**Exercise set**
1: In the passage on machine language understanding, list every abbreviation that appears in parentheses right after its full form, and give each with that full form.
2: Proceed with the passage on machine language understanding, starting after its last sentence.

**Given text**
● ● ● ●
However, while it is easy to translate a sequence of sounds into a sequence of words, getting an AI system to understand the meaning of a sentence is a different challenge. And on this point work is still needed. For nearly 50 years, researchers have been working to build computer algorithms capable of semantically understanding human language in real time. In the 2000s, a giant leap forward was made through the use of neural networks. These connectionist AI systems have revolutionised language processing. Although the first voice dictation software was launched in 1997 by the company Dragon, it was not until 2011, with the release of the SIRI application using a Deep Neural Network (DNN), that the general public was able to take advantage of real-time automatic language processing functionalities².

There is understanding and there is understanding

To understand, we must first distinguish between Natural Language Processing (NLP) and Natural Language Comprehension (NLC). NLP allows a machine to understand grammatically what a human says, whereas NLC provides a semantic understanding of a conversational exchange between a human and a machine. Understanding the meaning of words and their intent by a machine is still a challenge for researchers. There are still many errors in the recognition and semantic processing of text.
● ● ● ●
(Object location annotation data)

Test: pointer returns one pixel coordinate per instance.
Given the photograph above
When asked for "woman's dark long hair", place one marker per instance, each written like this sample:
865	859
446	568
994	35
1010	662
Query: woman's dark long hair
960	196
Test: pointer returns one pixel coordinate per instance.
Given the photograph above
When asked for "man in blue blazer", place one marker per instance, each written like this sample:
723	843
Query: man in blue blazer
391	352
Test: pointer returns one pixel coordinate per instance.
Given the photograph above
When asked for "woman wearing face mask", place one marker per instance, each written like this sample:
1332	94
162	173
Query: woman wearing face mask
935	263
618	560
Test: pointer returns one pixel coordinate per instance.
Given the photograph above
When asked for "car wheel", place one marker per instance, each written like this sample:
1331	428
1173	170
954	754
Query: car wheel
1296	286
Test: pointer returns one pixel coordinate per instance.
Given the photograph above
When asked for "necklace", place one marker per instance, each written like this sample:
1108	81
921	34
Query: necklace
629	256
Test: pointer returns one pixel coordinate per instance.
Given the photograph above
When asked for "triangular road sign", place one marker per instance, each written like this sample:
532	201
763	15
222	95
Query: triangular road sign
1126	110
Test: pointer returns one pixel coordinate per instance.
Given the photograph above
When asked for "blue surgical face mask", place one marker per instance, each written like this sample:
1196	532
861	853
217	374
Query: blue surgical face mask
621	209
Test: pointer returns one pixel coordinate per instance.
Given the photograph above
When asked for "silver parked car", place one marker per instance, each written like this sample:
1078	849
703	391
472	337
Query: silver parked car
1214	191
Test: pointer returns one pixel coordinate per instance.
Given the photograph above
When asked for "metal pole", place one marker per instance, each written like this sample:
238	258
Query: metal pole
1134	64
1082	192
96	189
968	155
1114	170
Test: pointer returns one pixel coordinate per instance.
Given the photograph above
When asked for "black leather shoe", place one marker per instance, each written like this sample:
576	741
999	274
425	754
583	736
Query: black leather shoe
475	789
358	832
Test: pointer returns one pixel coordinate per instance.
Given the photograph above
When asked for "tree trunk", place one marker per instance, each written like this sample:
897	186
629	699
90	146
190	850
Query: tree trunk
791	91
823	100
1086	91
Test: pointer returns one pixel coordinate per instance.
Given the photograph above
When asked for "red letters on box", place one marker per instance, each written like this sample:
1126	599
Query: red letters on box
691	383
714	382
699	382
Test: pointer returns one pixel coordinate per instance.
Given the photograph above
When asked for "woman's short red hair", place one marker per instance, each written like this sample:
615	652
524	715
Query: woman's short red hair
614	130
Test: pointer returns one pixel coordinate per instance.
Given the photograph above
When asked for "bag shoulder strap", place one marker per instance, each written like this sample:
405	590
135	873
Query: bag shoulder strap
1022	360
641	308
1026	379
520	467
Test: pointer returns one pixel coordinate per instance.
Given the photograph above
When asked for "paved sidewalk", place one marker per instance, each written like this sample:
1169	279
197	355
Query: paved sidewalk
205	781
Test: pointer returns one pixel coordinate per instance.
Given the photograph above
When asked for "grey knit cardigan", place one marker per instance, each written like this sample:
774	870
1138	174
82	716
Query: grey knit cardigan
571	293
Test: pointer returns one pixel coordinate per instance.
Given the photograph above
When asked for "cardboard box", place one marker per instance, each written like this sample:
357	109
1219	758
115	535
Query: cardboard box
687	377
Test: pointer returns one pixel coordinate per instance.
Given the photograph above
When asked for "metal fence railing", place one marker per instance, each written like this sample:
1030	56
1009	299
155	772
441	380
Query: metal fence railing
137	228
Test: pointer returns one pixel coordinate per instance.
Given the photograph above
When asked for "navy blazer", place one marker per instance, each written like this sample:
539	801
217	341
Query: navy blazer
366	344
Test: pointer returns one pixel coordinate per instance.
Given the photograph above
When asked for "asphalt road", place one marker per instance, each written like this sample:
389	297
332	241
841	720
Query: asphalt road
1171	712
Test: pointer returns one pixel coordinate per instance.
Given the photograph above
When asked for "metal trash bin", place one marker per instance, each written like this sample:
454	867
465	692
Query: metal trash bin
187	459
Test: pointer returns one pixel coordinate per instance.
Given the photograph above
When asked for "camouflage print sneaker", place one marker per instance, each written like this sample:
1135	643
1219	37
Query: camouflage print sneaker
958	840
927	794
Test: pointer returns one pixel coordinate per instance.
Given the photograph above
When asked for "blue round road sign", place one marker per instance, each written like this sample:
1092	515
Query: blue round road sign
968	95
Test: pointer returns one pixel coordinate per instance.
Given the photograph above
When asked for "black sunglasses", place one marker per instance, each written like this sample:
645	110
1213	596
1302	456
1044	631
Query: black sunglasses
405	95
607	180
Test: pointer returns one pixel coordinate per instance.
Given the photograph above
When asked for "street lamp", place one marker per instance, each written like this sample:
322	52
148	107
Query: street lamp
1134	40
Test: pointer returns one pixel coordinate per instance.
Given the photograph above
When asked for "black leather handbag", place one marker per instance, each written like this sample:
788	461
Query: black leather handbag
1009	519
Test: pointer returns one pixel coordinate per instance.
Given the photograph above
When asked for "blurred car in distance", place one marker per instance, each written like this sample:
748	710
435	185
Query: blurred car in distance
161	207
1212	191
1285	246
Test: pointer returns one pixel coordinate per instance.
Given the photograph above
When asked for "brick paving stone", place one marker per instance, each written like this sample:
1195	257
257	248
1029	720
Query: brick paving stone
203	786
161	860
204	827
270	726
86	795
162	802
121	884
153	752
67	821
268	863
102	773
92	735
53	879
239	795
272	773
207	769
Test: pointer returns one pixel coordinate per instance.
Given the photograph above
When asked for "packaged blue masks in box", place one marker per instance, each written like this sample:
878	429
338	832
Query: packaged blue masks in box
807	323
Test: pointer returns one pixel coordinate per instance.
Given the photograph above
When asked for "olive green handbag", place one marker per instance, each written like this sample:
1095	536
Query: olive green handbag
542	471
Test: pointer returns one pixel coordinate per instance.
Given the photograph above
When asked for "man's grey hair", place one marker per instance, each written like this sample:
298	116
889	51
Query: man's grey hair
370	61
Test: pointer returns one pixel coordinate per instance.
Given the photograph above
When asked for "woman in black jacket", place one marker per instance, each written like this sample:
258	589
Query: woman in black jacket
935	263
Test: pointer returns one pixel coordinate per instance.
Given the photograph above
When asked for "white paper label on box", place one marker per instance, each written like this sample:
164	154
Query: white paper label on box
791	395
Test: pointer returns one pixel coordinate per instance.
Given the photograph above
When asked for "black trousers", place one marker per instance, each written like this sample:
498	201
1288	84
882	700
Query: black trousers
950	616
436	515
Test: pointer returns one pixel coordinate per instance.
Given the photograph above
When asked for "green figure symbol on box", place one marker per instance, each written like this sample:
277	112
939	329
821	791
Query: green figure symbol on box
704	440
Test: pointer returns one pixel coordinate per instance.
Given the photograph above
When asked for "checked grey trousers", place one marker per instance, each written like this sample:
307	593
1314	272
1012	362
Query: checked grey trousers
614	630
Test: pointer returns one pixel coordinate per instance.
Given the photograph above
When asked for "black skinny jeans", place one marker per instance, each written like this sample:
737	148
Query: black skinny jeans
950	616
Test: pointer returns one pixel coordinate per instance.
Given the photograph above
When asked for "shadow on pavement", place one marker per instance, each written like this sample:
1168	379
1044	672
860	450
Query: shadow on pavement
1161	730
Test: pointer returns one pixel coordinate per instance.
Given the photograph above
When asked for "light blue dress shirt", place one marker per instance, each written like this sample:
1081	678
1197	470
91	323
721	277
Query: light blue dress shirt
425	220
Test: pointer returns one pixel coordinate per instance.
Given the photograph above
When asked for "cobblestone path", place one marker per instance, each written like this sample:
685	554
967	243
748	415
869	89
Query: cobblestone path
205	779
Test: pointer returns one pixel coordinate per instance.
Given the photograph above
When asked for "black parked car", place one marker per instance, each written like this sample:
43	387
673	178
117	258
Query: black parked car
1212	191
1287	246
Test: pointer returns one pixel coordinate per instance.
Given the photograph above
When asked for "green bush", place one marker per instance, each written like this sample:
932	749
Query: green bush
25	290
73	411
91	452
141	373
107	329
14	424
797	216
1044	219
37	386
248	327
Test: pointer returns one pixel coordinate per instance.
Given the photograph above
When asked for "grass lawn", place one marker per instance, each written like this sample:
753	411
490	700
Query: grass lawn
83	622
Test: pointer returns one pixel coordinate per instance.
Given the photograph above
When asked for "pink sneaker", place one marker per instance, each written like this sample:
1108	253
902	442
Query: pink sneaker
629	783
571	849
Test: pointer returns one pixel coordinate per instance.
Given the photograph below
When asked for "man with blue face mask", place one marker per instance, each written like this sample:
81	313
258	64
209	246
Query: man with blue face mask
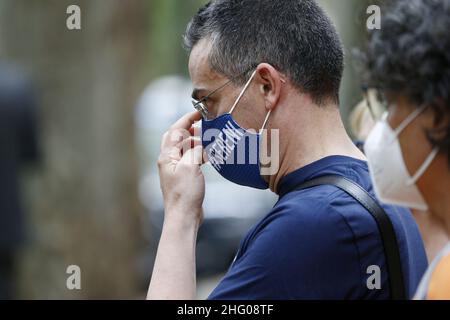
266	76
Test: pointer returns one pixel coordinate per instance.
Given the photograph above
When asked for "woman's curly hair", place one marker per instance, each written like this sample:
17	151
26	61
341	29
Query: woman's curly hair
410	56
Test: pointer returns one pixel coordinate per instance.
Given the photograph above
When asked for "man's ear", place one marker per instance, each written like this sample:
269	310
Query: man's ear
270	82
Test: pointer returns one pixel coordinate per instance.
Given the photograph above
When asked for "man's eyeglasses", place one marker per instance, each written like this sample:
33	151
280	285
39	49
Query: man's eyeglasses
201	106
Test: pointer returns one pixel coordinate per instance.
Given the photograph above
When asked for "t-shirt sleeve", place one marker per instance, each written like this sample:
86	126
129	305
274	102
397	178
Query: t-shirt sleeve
301	253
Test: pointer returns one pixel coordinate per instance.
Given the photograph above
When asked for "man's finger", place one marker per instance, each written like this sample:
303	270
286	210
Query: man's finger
190	143
174	137
193	156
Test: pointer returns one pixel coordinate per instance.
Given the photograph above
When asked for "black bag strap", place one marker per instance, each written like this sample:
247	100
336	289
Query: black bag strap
388	237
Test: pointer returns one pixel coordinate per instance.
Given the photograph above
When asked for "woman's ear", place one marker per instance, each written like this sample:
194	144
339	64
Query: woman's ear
270	83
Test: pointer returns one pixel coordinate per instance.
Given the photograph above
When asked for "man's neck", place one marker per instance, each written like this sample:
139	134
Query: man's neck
309	133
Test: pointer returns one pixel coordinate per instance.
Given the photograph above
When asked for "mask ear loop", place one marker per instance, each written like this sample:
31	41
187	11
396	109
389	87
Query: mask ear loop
● ● ● ●
**Responses for each task**
1: Deep Neural Network (DNN), Natural Language Processing (NLP), Natural Language Comprehension (NLC)

2:
For example, when an individual listens to music on a Google Home speaker and dictates the command: “Ok Google, change”, the connected speaker, instead of changing the music, will inform the individual about the exchange offices near his or her location. In this example, the speaker’s AI system was able to find every word that was spoken but failed to interpret them semantically. So, as we discussed in our article “AI: the difference between learning and generalizing“, AI is not really intelligent as it simply follows predefined rules.

What makes language processing difficult?

The semantic understanding of human language by a machine is very complex and can be influenced by many factors. Whether it is the (sometimes incorrect) grammatical structure, the repetition of words in moments of hesitation or in order to emphasize a point: the variations in sentence structure are almost endless. In addition, the meaning of an interaction can vary according to the context and, for example, second degree or irony are still difficult to detect and interpret by AI systems.

What is symbolic and connectionist AI?

Symbolic AI

The first NLP methods were based on a symbolic approach developed by Noam Chomsky in the late 1960s³. Symbolic AI relied on logic or ontologies to model knowledge and perform NLP tasks⁴. Thus, linguistic knowledge was manually encoded in the form of an algorithm that combined a set of grammatical rules and lexical databases.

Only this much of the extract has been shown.